Give every line below as a JSON list of strings, one string per line, with blank lines and pictures left out.

--- BEGIN DATA SHOWN ---

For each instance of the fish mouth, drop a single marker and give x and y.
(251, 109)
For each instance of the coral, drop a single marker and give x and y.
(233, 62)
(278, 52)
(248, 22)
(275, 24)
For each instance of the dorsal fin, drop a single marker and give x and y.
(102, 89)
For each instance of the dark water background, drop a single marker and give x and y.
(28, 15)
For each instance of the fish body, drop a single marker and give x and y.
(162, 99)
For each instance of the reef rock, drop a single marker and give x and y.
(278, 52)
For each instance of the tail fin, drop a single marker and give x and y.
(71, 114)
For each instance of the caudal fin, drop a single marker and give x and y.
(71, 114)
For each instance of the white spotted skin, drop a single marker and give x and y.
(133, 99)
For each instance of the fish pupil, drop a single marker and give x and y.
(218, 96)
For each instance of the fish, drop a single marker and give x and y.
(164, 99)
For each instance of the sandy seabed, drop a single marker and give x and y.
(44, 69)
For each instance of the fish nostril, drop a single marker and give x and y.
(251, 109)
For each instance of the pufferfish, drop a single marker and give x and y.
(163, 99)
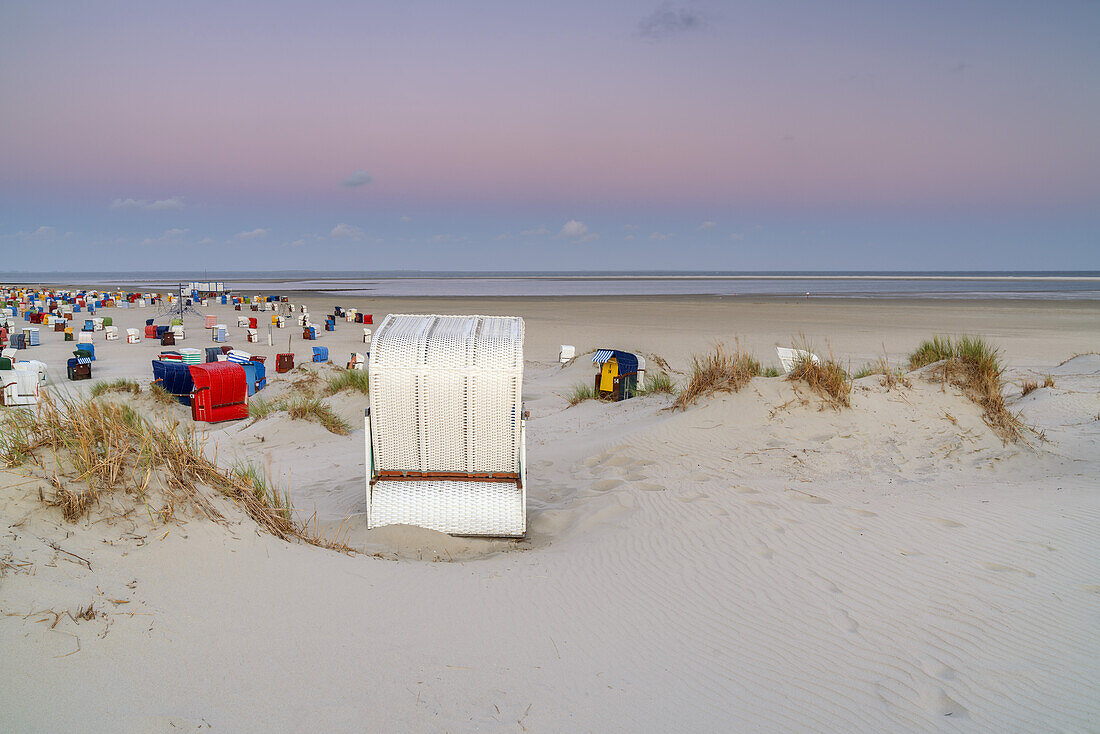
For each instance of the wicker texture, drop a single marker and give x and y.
(455, 507)
(446, 398)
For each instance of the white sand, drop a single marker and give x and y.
(754, 563)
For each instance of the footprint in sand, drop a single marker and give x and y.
(812, 499)
(843, 620)
(935, 668)
(935, 700)
(1001, 568)
(824, 583)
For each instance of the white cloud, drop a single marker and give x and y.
(252, 233)
(358, 178)
(573, 229)
(345, 231)
(172, 204)
(168, 236)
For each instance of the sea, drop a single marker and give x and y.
(1032, 285)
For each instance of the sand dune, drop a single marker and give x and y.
(758, 562)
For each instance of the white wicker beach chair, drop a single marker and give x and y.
(446, 430)
(791, 357)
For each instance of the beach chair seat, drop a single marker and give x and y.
(220, 392)
(446, 430)
(19, 386)
(791, 357)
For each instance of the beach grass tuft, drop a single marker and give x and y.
(581, 392)
(98, 448)
(658, 384)
(161, 395)
(356, 380)
(101, 387)
(724, 370)
(826, 378)
(974, 365)
(932, 350)
(311, 408)
(891, 375)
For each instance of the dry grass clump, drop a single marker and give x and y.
(658, 384)
(310, 408)
(974, 365)
(581, 392)
(932, 350)
(161, 395)
(261, 408)
(826, 378)
(111, 450)
(358, 380)
(101, 387)
(722, 370)
(891, 376)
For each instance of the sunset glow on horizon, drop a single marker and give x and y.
(466, 137)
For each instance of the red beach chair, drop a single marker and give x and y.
(221, 392)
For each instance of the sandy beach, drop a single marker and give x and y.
(760, 561)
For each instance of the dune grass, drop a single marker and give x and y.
(932, 350)
(975, 367)
(891, 375)
(161, 395)
(581, 392)
(826, 378)
(101, 387)
(97, 449)
(356, 380)
(311, 408)
(658, 384)
(722, 370)
(261, 408)
(263, 489)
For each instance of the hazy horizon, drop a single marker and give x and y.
(694, 137)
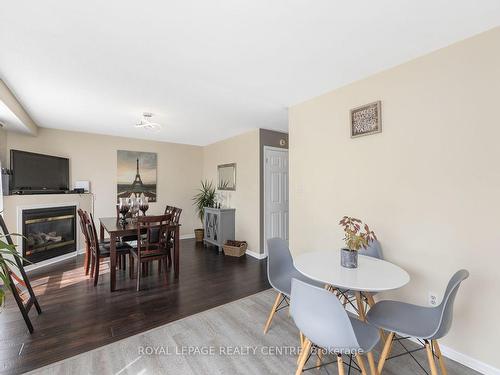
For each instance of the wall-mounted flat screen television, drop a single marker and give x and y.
(38, 173)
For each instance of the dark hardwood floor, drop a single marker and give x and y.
(78, 317)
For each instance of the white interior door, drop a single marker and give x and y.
(275, 194)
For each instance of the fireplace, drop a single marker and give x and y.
(48, 232)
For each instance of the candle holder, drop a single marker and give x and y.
(123, 207)
(143, 205)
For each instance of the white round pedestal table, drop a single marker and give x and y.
(372, 275)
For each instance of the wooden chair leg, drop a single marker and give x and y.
(361, 307)
(169, 258)
(385, 352)
(303, 356)
(166, 273)
(86, 262)
(319, 358)
(131, 266)
(302, 343)
(273, 311)
(97, 266)
(139, 268)
(361, 364)
(430, 358)
(340, 364)
(92, 265)
(440, 358)
(371, 362)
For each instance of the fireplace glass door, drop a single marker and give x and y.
(48, 232)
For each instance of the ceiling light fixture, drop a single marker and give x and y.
(146, 122)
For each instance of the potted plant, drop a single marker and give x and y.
(204, 198)
(355, 239)
(6, 250)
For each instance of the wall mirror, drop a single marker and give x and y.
(226, 176)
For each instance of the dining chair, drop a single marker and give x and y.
(169, 210)
(280, 272)
(88, 256)
(176, 217)
(101, 250)
(427, 324)
(327, 327)
(151, 243)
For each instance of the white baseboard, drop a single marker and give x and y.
(465, 360)
(470, 362)
(48, 262)
(256, 255)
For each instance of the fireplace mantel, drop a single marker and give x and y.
(15, 204)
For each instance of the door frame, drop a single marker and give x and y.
(266, 149)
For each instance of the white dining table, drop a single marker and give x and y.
(371, 276)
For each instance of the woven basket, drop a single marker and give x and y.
(235, 248)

--- END DATA SHOWN ---

▸ **WORKED SOLUTION**:
[
  "For each instance of the fish mouth, drop a single marker and give x and y.",
  "(251, 109)",
  "For each instance of the coral, drop a single marker and give x and y.",
  "(233, 62)",
  "(278, 52)",
  "(248, 22)",
  "(275, 24)",
  "For each instance of the dorsal fin, drop a single marker and give x and y.",
  "(102, 89)",
  "For each instance of the dark water background, drop a single marker and give x and y.",
  "(28, 15)",
  "For each instance of the fish body, drop a single marker and give x and y.",
  "(162, 99)",
  "For each instance of the reef rock, drop a single marker and give x and y.",
  "(278, 52)",
  "For each instance of the tail fin, drop a single marker and give x and y.",
  "(71, 114)",
  "For each instance of the caudal fin, drop a single marker and give x and y.",
  "(71, 114)",
  "For each instance of the white spotted skin, drop a single marker and give x and y.",
  "(133, 99)",
  "For each instance of the fish pupil, drop a single marker and give x and y.",
  "(218, 96)",
  "For each instance of the fish, drop a single marker and give x and y.",
  "(164, 99)",
  "For each instance of the sandy seabed, drop a single marker and give x and y.",
  "(44, 69)",
  "For each instance of the fish nostril, drop a single marker and give x and y.",
  "(251, 109)",
  "For each instance of the pufferfish, drop a single marker and give x and y.",
  "(163, 99)",
  "For each instance of the wicker texture, drop a single marker and give x and y.",
  "(455, 507)",
  "(446, 398)",
  "For each instance of the white sand, drop a single marker and give x and y.",
  "(754, 563)",
  "For each instance of the footprint in sand, drop a single marker and give x and y.",
  "(812, 499)",
  "(843, 620)",
  "(935, 668)",
  "(935, 700)",
  "(1001, 568)",
  "(824, 583)",
  "For each instance of the white cloud, drop a single marker and give x and y.",
  "(252, 233)",
  "(358, 178)",
  "(573, 229)",
  "(345, 231)",
  "(172, 204)",
  "(168, 236)",
  "For each instance of the sea, drop a single marker and give x and y.",
  "(1032, 285)",
  "For each instance of the sand dune, drop a single marker and give x and y.",
  "(758, 562)",
  "For each instance of the white wicker beach chair, drop a single marker and give x and y.",
  "(446, 430)",
  "(791, 357)",
  "For each instance of the beach chair seat, drop a single marker and give x and y.",
  "(220, 392)",
  "(446, 430)",
  "(19, 386)",
  "(791, 357)",
  "For each instance of the beach grass tuft, drop a single marker and give x and y.",
  "(581, 392)",
  "(98, 448)",
  "(658, 384)",
  "(161, 395)",
  "(356, 380)",
  "(101, 387)",
  "(724, 370)",
  "(826, 378)",
  "(974, 365)",
  "(932, 350)",
  "(311, 408)",
  "(891, 375)",
  "For each instance of the dry grass clump, drop a single marker and give x and y.",
  "(658, 384)",
  "(310, 408)",
  "(974, 365)",
  "(581, 392)",
  "(932, 350)",
  "(161, 395)",
  "(261, 408)",
  "(826, 378)",
  "(111, 450)",
  "(358, 380)",
  "(101, 387)",
  "(722, 370)",
  "(891, 376)",
  "For each instance of the sunset glow on horizon, drop a single marker and give x and y.",
  "(466, 137)",
  "For each instance of the red beach chair, drop a single marker and give x and y.",
  "(221, 392)",
  "For each instance of the sandy beach, drop a single marker and give x and y.",
  "(760, 561)",
  "For each instance of the dune grass, drop a single marker and give x and y.",
  "(932, 350)",
  "(975, 367)",
  "(891, 375)",
  "(161, 395)",
  "(581, 392)",
  "(826, 378)",
  "(101, 387)",
  "(97, 449)",
  "(356, 380)",
  "(311, 408)",
  "(658, 384)",
  "(722, 370)",
  "(261, 408)",
  "(263, 489)",
  "For each instance of the hazy horizon, drop a single marker and give x and y.",
  "(694, 137)",
  "For each instance of the wall-mounted flat screen television, drop a single marker and give x and y.",
  "(38, 173)",
  "For each instance of the dark hardwood floor, drop a single marker and give x and y.",
  "(78, 317)",
  "For each instance of the white interior door, drop a single marker and give x and y.",
  "(275, 194)",
  "For each instance of the fireplace, drop a single marker and give x and y.",
  "(48, 232)",
  "For each instance of the candle holder, drop a single marker and give x and y.",
  "(123, 207)",
  "(143, 205)",
  "For each instance of the white round pedestal table, drop a single marker and give x and y.",
  "(372, 275)",
  "For each instance of the wooden chair leg, drop a single marker and give x and y.",
  "(361, 307)",
  "(169, 258)",
  "(385, 352)",
  "(303, 356)",
  "(166, 273)",
  "(86, 262)",
  "(319, 358)",
  "(131, 266)",
  "(302, 343)",
  "(273, 311)",
  "(97, 266)",
  "(139, 268)",
  "(361, 364)",
  "(430, 358)",
  "(340, 364)",
  "(92, 265)",
  "(440, 358)",
  "(371, 362)",
  "For each instance of the fireplace glass door, drop a single marker and give x and y.",
  "(48, 232)",
  "For each instance of the ceiling light fixture, drop a single marker and give x and y.",
  "(146, 122)",
  "For each instance of the potted plant, drop a single marker and give x and y.",
  "(204, 198)",
  "(355, 239)",
  "(6, 250)",
  "For each instance of the wall mirror, drop a single marker and give x and y.",
  "(226, 176)",
  "For each instance of the dining chair, drop a single marker and give x and y.",
  "(169, 210)",
  "(280, 272)",
  "(88, 256)",
  "(176, 217)",
  "(101, 250)",
  "(427, 324)",
  "(327, 327)",
  "(151, 243)",
  "For each instance of the white baseboard, drop a single marker and give x and y.",
  "(465, 360)",
  "(470, 362)",
  "(48, 262)",
  "(256, 255)",
  "For each instance of the fireplace mantel, drop a single marker and give x and y.",
  "(15, 204)",
  "For each instance of the door frame, drop a single marker and give x and y.",
  "(266, 149)",
  "For each instance of the white dining table, drop a single marker and give x and y.",
  "(371, 276)",
  "For each instance of the woven basket, drop a single marker and give x and y.",
  "(235, 248)"
]